§ **Work instruction**:
Starting at the line with "Tag the blue directional" and ending at the line with "Tag the wooden block", print exactly the lines of the entries below. Pictures do not belong in the copy.

§ **Provided information**:

- Opening Delimiter -

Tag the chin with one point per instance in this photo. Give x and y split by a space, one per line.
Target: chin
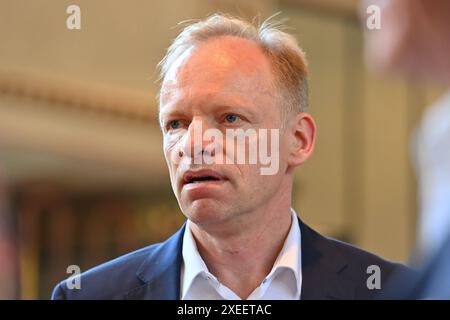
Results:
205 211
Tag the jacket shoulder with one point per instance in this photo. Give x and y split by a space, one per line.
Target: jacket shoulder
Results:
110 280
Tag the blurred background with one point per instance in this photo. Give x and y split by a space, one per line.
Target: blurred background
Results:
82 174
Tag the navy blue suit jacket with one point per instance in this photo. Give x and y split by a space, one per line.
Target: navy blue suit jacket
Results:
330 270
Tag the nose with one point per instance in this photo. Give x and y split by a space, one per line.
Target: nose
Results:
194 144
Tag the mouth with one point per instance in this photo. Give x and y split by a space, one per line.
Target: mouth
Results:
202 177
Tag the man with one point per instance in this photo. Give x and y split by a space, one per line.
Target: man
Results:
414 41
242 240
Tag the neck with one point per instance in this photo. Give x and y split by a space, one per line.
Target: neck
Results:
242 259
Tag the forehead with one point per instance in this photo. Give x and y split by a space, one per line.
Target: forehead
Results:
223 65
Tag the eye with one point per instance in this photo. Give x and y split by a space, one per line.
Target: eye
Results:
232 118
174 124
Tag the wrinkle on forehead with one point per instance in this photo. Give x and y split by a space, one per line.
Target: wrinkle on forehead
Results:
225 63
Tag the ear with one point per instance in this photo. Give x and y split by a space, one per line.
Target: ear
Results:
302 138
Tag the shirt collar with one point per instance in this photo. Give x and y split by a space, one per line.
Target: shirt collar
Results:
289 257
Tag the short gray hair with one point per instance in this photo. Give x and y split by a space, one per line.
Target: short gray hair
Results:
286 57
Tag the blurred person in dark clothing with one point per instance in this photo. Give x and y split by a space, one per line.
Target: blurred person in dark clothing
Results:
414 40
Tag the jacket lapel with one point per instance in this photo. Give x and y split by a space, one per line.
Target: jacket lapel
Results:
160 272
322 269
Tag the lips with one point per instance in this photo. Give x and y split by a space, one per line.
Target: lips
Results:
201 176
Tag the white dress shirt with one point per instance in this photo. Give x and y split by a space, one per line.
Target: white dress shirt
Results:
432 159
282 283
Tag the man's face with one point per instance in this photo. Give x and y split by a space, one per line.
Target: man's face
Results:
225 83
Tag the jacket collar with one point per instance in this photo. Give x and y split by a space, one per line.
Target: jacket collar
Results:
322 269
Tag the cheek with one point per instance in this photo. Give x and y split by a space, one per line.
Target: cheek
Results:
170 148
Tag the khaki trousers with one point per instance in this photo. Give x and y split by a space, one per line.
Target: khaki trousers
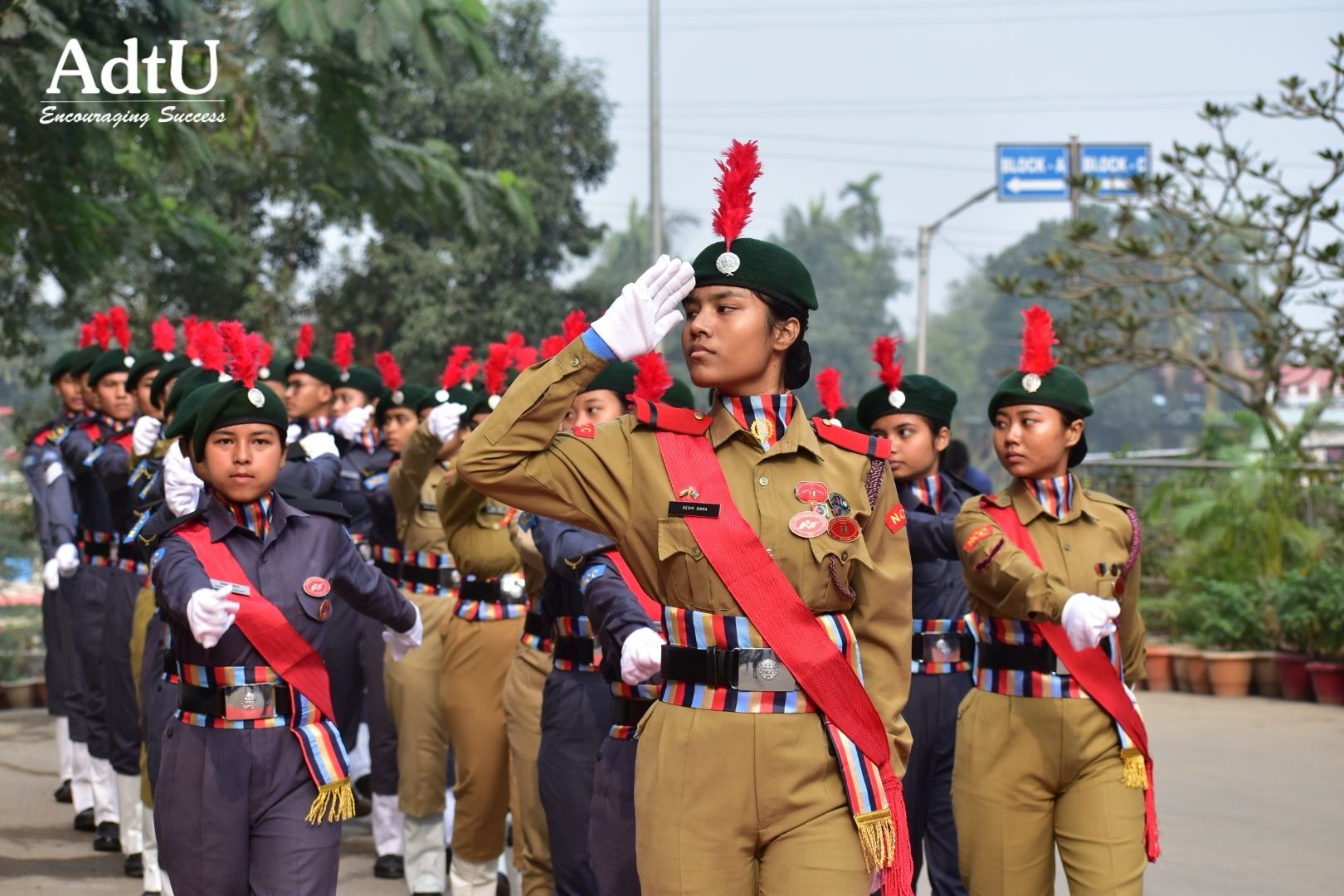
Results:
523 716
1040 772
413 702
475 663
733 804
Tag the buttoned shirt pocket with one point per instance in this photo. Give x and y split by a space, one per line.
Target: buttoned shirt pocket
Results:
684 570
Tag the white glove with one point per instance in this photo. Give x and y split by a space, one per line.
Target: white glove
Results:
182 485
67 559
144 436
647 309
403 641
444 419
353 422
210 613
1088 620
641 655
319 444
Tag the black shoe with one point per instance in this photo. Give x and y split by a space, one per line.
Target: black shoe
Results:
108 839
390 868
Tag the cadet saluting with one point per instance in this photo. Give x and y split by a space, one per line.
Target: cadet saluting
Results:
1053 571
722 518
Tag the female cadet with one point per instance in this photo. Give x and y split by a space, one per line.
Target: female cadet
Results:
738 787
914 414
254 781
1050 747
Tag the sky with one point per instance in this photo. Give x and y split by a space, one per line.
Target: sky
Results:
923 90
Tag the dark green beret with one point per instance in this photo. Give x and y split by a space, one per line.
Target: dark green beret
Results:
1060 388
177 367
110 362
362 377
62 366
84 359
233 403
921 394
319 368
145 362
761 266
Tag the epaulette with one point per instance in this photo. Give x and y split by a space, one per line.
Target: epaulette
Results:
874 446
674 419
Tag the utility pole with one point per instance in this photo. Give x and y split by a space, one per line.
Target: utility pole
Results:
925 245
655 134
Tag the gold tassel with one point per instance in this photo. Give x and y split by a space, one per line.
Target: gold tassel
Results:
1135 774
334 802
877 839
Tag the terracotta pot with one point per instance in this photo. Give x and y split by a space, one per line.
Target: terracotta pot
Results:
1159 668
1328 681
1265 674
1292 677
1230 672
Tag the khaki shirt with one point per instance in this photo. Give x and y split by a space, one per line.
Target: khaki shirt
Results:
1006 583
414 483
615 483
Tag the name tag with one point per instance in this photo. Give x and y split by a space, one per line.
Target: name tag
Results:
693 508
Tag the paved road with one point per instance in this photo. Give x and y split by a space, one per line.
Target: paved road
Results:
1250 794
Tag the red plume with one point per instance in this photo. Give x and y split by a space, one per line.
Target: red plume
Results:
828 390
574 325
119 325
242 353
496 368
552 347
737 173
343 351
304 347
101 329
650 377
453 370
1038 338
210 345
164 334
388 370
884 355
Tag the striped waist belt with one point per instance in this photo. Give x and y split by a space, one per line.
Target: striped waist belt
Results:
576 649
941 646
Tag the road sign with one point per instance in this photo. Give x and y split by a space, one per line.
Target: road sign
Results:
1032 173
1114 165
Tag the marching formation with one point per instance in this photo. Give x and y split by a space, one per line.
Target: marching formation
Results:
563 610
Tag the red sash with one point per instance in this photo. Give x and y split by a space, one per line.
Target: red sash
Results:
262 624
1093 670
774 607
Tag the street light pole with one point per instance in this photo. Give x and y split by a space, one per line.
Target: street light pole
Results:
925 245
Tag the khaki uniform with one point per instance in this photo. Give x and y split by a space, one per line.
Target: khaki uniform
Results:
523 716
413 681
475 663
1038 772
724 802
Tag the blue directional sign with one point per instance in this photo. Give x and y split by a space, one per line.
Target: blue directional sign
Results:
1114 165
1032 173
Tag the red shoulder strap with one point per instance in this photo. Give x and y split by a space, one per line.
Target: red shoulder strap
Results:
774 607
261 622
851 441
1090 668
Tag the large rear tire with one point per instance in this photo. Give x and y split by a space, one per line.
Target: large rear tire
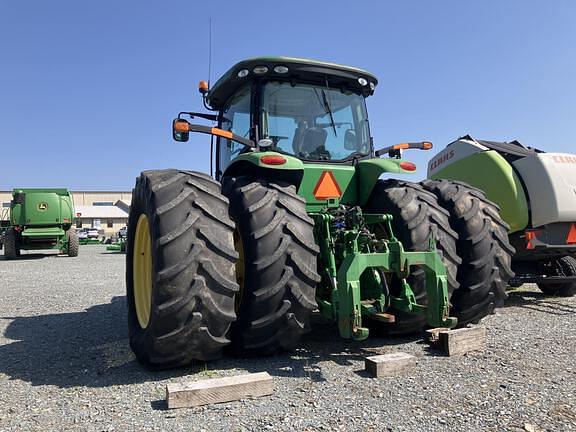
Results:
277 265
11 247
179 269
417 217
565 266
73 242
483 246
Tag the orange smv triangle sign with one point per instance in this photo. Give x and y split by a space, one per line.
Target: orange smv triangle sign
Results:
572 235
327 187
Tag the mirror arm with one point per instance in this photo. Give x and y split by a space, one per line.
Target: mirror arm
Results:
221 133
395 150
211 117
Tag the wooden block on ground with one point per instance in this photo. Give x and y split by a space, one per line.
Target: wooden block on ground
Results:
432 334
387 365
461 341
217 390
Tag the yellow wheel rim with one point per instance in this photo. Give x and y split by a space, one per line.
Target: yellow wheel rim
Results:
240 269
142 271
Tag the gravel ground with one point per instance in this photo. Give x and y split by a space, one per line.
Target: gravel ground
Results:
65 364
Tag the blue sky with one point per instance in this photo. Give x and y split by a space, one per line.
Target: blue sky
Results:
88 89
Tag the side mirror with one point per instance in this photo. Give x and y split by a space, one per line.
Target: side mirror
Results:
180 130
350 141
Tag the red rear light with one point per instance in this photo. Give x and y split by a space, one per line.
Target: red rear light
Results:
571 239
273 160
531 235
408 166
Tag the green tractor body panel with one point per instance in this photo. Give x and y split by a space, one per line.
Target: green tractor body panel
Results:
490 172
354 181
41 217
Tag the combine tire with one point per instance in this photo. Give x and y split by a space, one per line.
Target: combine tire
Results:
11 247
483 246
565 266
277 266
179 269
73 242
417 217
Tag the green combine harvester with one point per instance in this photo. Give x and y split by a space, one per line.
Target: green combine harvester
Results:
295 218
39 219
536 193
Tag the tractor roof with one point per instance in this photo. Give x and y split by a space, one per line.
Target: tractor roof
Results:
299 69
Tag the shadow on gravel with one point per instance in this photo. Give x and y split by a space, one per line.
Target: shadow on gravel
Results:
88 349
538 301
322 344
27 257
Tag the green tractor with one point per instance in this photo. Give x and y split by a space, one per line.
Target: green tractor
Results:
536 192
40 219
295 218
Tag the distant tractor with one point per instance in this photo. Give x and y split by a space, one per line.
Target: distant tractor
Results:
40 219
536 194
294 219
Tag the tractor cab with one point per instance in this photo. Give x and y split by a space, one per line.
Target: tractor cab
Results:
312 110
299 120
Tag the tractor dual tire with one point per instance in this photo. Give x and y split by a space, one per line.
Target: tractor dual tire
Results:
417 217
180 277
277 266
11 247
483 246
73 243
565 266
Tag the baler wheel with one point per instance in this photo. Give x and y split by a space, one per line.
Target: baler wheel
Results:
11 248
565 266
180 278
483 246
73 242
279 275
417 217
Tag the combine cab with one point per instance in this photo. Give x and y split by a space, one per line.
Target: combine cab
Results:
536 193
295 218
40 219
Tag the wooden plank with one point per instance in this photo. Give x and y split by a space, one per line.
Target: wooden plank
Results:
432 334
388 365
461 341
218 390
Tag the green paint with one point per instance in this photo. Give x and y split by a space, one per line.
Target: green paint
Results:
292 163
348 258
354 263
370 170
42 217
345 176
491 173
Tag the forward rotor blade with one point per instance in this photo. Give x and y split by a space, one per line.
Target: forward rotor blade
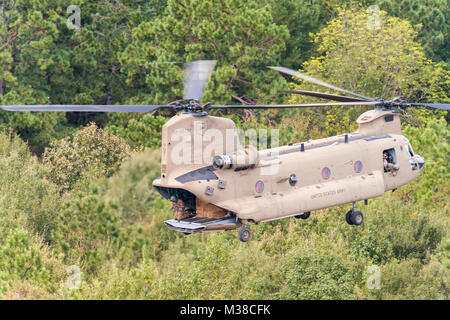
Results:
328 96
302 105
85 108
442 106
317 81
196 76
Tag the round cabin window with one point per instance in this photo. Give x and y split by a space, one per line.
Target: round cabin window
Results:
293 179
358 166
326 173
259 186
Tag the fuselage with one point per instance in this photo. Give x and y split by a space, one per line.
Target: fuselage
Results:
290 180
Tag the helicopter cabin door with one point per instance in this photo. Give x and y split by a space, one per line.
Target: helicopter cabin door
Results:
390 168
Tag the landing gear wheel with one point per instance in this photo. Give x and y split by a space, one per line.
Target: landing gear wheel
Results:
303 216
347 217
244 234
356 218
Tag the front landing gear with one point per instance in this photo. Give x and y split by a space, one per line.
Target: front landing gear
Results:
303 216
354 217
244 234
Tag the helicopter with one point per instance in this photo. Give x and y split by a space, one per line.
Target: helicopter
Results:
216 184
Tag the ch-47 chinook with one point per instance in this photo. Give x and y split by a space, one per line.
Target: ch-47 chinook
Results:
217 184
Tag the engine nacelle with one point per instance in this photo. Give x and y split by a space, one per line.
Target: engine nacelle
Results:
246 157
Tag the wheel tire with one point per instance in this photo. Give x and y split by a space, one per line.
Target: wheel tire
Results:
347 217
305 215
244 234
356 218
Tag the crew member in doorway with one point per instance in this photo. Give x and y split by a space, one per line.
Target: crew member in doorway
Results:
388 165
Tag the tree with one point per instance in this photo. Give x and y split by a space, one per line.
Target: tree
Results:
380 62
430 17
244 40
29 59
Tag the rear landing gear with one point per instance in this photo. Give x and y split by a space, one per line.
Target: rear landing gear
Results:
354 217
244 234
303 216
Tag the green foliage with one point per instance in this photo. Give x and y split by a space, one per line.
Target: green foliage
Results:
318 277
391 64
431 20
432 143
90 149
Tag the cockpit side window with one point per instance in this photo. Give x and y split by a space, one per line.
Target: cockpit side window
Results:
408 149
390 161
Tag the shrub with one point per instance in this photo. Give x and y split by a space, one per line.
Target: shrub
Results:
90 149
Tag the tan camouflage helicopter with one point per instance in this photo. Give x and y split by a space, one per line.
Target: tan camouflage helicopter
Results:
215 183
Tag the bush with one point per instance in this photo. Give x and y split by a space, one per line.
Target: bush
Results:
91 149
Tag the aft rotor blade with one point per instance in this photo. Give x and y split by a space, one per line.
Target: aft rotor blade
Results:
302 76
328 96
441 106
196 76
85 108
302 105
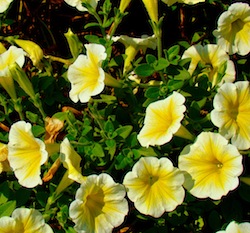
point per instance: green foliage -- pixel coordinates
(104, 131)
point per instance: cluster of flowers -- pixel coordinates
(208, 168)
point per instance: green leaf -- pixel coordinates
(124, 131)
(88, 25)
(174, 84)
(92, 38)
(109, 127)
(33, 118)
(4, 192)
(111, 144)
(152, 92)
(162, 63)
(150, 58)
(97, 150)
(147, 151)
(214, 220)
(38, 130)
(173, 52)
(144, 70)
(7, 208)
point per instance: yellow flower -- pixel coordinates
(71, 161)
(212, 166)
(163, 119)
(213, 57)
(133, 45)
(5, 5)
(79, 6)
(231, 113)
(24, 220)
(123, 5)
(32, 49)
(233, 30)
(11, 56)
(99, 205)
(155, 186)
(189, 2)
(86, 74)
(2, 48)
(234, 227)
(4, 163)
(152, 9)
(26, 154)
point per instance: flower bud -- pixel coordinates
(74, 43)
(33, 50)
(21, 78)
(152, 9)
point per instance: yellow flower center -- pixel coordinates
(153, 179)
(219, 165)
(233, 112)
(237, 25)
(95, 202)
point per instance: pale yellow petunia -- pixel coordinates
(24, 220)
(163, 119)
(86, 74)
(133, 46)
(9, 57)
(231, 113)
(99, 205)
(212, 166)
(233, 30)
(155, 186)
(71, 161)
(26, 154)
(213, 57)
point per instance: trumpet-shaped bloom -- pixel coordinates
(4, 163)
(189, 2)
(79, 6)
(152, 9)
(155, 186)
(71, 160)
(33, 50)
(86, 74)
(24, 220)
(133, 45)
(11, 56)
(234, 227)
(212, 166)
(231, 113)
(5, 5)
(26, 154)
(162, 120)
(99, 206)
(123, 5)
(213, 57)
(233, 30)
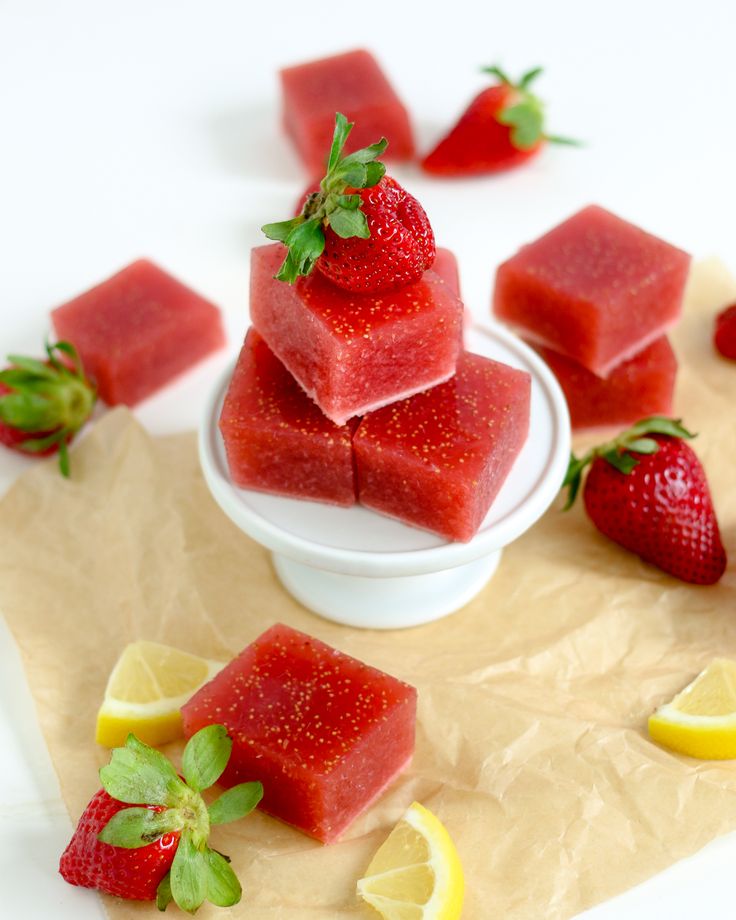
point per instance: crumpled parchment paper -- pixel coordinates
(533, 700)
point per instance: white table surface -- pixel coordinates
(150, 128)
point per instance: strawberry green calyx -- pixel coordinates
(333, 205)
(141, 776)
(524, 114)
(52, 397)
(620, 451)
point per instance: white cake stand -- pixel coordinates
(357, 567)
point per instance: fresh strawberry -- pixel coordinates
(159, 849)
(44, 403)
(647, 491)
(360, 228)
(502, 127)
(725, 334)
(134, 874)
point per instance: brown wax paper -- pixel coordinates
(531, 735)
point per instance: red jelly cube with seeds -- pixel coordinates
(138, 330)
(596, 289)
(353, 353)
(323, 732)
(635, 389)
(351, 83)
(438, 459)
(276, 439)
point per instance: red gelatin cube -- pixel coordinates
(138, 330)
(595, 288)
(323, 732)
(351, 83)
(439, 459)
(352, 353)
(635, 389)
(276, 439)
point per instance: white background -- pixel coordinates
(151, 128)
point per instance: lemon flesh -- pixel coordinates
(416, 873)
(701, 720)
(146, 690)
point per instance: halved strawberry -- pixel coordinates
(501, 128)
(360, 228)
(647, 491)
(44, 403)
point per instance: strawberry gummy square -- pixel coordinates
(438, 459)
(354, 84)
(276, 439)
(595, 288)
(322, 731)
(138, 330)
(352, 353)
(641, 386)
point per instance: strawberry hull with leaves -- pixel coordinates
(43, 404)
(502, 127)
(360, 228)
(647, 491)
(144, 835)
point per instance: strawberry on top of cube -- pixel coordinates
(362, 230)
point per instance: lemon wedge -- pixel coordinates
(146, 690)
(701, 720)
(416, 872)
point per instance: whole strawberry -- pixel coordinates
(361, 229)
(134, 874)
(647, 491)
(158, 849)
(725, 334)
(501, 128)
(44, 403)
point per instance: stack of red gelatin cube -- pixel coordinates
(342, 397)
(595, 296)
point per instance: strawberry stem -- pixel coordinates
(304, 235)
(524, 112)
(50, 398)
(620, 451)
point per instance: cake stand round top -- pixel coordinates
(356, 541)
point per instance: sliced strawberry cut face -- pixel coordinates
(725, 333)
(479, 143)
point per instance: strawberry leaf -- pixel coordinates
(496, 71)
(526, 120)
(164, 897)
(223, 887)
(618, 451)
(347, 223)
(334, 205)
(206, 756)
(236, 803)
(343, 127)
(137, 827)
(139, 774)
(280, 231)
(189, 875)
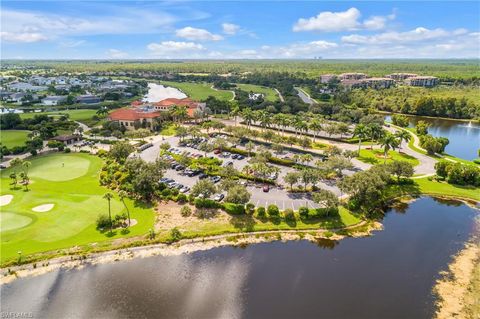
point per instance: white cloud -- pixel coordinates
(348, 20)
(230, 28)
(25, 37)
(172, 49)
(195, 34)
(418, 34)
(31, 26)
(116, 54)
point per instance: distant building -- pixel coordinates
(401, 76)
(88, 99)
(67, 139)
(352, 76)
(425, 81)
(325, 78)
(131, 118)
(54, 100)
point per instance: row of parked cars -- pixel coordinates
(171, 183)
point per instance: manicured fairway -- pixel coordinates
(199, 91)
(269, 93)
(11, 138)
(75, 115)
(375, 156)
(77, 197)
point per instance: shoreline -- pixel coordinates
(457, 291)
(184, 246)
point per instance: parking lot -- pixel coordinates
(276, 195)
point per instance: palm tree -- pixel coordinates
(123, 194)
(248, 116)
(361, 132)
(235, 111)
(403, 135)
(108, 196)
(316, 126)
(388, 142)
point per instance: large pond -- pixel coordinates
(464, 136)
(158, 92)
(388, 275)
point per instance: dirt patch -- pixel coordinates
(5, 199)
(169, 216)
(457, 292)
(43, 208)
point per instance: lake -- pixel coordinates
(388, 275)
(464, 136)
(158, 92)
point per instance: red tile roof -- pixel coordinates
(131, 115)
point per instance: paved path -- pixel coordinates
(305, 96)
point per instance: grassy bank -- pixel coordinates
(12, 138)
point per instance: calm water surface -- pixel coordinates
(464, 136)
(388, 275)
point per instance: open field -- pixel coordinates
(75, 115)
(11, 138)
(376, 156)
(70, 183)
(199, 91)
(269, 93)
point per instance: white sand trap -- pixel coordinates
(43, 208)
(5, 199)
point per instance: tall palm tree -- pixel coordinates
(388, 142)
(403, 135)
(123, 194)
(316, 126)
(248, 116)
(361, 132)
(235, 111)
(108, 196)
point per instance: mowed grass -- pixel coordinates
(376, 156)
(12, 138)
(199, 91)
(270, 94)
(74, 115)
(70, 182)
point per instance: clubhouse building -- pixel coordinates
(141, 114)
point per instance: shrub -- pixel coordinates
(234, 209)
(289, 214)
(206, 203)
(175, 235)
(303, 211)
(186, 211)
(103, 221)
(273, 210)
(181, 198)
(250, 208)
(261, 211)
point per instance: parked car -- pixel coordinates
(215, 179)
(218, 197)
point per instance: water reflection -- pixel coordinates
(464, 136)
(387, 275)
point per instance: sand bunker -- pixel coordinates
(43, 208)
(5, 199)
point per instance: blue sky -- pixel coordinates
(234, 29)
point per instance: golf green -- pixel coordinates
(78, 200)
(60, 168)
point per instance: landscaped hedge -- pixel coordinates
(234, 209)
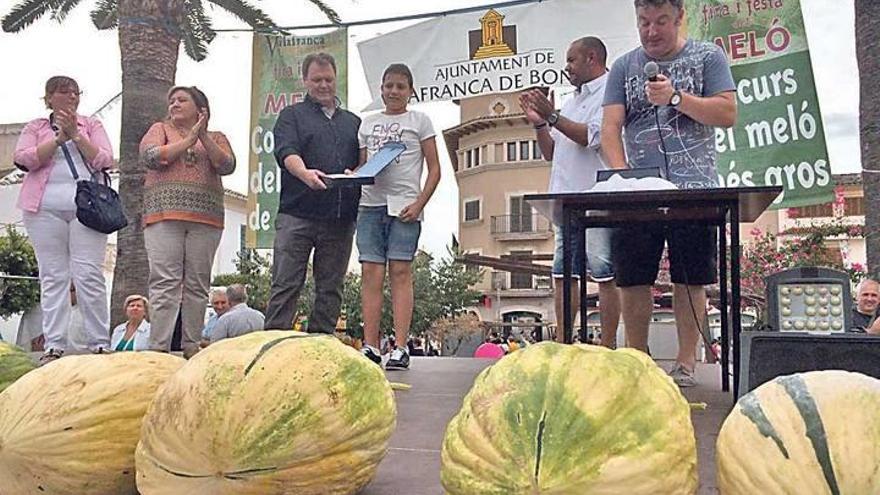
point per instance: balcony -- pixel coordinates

- Closing Delimiter -

§ **Solution to this problem**:
Tag the blue directional sign with one point per instance in this photo. Give x and y split by a space, one per line.
Target: blue directional sign
Results:
1114 165
1032 173
Tag the red shoulder strap with one point per instance in this photo. Give x and y split by a space, one per line.
Target: red shoulder strap
Results:
774 607
261 622
851 441
1090 668
Tag the large rear tire with one point per instance in this photo. Give x and y split by a space, one per line.
Target: large rear tire
Results:
277 265
11 247
179 269
417 217
565 266
73 242
483 246
Tag the orange smv triangle sign with one point per instance in this photo. Give x and y split by a space, one per line.
Target: orange smv triangle sign
Results:
572 235
327 187
Tag the mirror arm with one point per instance in this photo. Give x and y split by a space, one per line.
Target: mirror arm
Results:
221 133
395 150
211 117
Tag the wooden block on ground with one point per instance in this photo. Give x and y split by a space, one per line.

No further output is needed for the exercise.